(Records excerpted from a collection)
########

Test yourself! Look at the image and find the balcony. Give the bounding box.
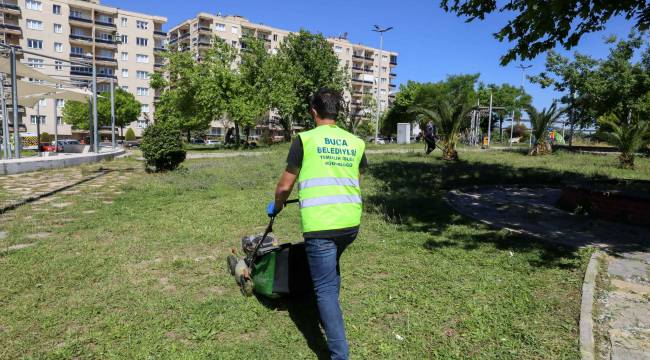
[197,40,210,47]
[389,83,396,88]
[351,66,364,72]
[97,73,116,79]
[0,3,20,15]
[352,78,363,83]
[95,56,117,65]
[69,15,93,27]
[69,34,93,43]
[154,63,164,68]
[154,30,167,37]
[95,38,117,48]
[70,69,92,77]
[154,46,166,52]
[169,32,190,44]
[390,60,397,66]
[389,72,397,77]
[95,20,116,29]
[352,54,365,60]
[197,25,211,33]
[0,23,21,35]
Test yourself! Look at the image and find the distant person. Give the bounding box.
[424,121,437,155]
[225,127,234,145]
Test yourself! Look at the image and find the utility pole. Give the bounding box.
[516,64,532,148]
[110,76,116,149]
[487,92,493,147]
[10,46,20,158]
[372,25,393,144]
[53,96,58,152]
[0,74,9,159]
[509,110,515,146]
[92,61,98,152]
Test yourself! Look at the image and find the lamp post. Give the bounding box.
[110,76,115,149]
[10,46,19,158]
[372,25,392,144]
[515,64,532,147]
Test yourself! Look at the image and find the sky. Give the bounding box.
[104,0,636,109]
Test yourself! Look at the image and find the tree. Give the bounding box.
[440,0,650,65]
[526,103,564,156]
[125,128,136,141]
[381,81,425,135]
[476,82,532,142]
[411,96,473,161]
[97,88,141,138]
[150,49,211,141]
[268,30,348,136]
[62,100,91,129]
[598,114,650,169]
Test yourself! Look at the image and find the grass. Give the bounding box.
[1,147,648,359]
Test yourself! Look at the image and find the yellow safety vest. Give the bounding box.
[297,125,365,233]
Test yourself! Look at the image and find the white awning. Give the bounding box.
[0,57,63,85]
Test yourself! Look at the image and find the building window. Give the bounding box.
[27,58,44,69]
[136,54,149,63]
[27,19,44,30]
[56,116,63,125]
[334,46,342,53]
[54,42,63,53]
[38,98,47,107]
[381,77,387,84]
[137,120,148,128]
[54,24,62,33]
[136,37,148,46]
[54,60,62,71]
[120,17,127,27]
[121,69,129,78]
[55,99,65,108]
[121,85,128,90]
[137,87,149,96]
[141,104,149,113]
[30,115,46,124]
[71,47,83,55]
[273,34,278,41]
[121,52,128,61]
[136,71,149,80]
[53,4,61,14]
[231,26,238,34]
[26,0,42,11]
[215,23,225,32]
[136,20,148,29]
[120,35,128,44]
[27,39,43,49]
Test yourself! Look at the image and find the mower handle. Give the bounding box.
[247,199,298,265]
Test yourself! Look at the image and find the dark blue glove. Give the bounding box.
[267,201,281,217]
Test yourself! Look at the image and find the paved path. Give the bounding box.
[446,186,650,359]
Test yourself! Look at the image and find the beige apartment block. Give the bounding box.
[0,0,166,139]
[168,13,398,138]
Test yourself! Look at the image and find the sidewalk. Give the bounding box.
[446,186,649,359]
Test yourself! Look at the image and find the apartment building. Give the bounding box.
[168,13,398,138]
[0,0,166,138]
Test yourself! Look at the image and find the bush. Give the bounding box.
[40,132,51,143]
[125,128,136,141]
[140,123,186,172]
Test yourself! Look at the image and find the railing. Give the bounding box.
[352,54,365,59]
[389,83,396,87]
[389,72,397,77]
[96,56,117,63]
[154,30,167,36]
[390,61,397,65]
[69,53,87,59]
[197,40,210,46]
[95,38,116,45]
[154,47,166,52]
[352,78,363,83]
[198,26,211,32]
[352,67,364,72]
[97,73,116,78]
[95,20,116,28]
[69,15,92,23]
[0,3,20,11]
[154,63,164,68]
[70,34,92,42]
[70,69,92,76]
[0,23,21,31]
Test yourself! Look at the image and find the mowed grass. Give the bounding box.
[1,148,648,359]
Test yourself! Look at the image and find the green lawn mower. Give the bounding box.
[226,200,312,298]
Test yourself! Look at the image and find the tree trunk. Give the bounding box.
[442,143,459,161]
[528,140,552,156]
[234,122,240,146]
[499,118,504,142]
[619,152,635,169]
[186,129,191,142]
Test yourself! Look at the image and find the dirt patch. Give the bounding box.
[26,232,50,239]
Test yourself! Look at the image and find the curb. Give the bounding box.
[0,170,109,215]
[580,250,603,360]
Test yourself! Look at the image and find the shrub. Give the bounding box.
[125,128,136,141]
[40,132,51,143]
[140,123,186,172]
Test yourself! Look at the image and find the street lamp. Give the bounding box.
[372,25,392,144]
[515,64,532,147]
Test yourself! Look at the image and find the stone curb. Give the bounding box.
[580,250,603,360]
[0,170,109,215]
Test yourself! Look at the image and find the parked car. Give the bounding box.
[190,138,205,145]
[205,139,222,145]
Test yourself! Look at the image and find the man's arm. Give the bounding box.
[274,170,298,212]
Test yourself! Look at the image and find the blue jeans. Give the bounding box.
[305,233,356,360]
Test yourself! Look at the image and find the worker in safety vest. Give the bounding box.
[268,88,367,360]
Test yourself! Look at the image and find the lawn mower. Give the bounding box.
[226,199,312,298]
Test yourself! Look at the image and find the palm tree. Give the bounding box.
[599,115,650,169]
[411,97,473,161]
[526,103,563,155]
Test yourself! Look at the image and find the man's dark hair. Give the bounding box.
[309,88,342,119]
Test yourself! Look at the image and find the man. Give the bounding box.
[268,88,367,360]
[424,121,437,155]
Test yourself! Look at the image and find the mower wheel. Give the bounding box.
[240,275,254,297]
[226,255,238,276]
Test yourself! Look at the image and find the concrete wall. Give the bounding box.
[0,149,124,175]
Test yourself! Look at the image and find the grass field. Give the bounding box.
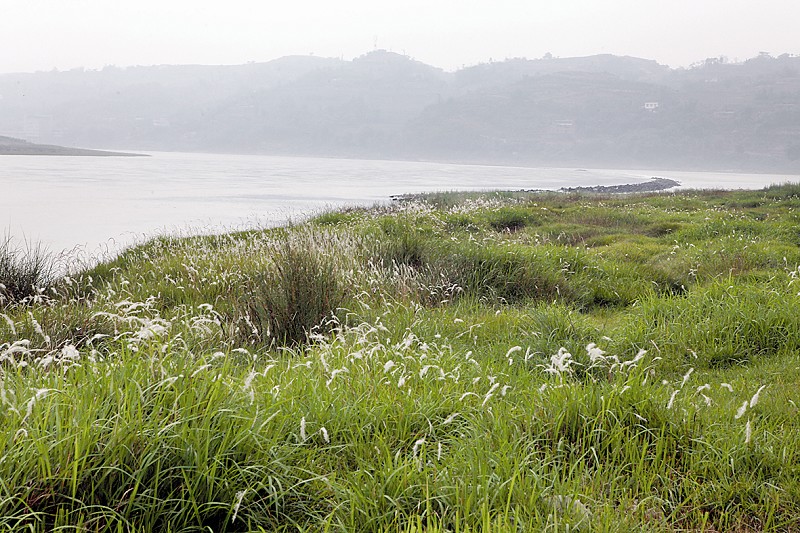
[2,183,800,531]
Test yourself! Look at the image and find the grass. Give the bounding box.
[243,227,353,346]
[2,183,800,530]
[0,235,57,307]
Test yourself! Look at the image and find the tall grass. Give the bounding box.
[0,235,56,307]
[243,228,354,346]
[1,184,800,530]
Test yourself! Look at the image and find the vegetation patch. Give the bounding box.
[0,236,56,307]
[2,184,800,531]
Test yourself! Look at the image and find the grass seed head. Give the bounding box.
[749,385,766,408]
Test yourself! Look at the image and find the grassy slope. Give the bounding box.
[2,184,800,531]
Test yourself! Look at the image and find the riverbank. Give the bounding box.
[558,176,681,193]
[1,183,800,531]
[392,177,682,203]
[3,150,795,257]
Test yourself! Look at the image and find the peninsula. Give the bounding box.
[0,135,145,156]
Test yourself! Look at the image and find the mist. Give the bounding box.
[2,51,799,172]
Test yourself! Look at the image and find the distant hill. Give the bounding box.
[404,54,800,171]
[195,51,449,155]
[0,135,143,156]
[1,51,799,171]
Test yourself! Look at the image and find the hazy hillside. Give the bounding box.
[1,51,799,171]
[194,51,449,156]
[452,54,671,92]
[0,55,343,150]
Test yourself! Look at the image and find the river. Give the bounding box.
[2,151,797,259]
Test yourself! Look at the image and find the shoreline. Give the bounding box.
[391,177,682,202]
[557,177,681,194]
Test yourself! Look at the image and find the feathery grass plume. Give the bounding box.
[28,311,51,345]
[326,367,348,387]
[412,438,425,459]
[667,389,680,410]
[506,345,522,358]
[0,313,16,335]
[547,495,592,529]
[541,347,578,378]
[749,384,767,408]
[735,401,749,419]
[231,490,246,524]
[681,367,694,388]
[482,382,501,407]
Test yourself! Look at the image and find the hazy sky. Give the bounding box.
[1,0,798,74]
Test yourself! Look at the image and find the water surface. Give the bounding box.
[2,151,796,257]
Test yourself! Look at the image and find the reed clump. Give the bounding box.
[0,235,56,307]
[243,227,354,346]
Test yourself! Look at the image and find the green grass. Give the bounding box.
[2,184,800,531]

########

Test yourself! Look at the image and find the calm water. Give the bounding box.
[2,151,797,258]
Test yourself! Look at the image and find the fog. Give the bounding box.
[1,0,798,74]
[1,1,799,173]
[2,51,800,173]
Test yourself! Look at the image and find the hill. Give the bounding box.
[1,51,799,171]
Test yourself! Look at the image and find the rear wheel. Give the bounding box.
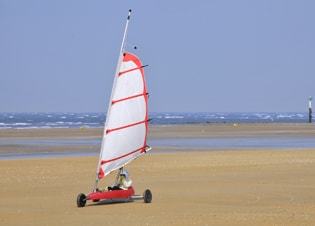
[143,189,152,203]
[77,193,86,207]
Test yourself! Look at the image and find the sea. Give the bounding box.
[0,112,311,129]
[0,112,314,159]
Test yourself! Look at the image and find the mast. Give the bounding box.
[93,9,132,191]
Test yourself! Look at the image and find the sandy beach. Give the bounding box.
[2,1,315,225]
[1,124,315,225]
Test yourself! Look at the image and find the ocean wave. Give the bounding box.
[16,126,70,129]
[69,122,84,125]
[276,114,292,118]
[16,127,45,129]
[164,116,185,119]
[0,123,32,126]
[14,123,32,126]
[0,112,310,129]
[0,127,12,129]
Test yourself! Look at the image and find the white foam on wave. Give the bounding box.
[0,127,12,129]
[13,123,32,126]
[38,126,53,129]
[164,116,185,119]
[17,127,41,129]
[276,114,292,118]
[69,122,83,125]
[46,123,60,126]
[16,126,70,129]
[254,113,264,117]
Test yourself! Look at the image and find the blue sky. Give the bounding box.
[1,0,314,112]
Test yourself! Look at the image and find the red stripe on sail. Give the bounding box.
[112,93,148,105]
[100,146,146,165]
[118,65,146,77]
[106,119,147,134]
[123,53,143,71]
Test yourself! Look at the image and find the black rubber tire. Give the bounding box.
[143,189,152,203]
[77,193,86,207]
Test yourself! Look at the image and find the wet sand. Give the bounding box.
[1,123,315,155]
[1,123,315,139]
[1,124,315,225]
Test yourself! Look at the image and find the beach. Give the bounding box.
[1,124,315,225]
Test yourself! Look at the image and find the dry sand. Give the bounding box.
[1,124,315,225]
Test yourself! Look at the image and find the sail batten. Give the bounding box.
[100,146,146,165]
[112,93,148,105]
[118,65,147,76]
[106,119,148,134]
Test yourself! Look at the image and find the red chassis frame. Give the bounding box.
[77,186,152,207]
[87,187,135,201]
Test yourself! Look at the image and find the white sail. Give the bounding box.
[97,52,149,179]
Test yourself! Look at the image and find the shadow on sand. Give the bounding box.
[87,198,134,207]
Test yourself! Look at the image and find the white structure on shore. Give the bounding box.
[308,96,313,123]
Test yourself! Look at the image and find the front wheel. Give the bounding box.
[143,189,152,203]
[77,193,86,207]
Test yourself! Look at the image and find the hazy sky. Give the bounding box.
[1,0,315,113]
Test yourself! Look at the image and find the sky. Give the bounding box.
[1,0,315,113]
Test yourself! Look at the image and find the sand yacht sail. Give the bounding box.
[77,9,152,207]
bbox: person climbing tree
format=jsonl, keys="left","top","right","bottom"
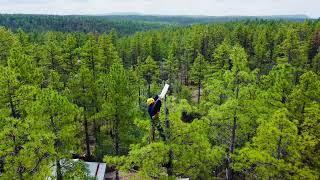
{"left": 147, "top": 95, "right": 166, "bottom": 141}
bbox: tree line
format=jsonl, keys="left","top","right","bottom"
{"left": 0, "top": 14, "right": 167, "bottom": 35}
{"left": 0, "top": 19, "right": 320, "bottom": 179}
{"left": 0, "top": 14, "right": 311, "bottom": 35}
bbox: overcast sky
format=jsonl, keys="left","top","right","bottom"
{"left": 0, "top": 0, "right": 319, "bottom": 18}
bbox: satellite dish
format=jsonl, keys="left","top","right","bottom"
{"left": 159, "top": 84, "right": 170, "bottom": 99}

########

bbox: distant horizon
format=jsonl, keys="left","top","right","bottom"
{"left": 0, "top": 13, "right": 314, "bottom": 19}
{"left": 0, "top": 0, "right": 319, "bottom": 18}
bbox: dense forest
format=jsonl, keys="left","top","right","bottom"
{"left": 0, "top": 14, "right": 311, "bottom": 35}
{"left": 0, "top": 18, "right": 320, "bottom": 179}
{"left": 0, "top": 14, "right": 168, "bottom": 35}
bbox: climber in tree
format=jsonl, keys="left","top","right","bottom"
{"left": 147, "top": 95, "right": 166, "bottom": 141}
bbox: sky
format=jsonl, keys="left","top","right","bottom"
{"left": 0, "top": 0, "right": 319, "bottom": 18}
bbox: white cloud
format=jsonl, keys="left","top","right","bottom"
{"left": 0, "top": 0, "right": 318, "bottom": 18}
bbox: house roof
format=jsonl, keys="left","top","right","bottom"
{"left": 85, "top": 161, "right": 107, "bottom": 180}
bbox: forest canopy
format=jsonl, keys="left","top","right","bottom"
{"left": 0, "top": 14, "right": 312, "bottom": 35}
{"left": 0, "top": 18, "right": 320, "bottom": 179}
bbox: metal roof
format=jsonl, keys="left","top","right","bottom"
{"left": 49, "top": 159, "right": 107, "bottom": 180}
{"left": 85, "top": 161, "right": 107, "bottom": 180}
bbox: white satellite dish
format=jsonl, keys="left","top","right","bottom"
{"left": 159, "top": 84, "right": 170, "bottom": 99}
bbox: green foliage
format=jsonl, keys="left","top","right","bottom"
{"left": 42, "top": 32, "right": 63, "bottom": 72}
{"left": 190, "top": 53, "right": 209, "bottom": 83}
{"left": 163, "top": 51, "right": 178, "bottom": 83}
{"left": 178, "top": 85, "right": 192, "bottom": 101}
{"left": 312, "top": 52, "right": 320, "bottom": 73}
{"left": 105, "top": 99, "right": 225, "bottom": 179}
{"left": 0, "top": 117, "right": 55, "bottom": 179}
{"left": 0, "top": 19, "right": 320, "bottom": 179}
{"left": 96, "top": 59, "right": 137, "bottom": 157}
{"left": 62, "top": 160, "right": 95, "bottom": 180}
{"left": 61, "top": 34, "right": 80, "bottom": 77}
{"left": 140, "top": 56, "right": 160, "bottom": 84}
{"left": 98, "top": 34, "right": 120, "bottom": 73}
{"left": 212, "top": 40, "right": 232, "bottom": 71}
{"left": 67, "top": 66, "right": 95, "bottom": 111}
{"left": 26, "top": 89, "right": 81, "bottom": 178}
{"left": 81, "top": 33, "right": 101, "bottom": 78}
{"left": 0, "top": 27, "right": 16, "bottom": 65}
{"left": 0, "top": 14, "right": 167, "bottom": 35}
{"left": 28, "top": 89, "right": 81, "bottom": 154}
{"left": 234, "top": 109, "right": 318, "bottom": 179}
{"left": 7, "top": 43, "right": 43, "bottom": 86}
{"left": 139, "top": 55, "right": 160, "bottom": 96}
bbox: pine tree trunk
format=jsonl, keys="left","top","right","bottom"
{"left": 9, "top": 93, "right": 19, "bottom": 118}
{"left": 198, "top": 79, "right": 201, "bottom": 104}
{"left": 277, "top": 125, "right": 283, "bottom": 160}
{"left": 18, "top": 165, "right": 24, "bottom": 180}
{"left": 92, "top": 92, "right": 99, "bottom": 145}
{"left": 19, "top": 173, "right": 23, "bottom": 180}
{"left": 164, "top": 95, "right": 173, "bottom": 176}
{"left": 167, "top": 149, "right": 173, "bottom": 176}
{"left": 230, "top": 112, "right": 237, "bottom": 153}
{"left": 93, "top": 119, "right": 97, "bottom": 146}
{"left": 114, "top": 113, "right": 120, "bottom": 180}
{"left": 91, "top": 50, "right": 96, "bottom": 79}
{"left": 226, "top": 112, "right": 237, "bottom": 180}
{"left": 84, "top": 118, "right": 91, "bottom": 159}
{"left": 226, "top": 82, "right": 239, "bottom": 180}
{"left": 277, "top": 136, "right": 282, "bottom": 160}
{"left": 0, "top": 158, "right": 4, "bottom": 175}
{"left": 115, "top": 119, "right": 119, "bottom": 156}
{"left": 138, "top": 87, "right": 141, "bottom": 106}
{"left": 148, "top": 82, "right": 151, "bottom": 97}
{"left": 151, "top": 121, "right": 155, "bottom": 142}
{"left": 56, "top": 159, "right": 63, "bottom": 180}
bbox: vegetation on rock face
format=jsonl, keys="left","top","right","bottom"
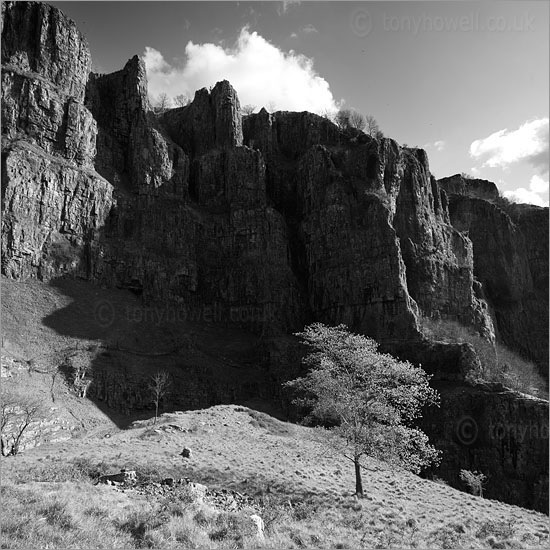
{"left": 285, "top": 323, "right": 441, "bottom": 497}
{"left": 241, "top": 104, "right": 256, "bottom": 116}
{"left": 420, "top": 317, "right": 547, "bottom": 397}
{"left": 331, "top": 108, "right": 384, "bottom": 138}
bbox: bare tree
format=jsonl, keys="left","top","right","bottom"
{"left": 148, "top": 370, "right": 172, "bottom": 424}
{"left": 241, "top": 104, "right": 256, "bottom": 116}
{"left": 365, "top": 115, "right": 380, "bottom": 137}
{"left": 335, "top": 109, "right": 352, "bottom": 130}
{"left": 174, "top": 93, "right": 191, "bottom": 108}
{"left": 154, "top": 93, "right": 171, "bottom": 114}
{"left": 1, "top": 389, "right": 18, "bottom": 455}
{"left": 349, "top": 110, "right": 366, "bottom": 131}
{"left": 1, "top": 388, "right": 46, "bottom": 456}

########

What you need to do
Reproduce each line of the records in which the word "satellite" appears.

Solution to this exercise
bbox: satellite dish
bbox: white satellite dish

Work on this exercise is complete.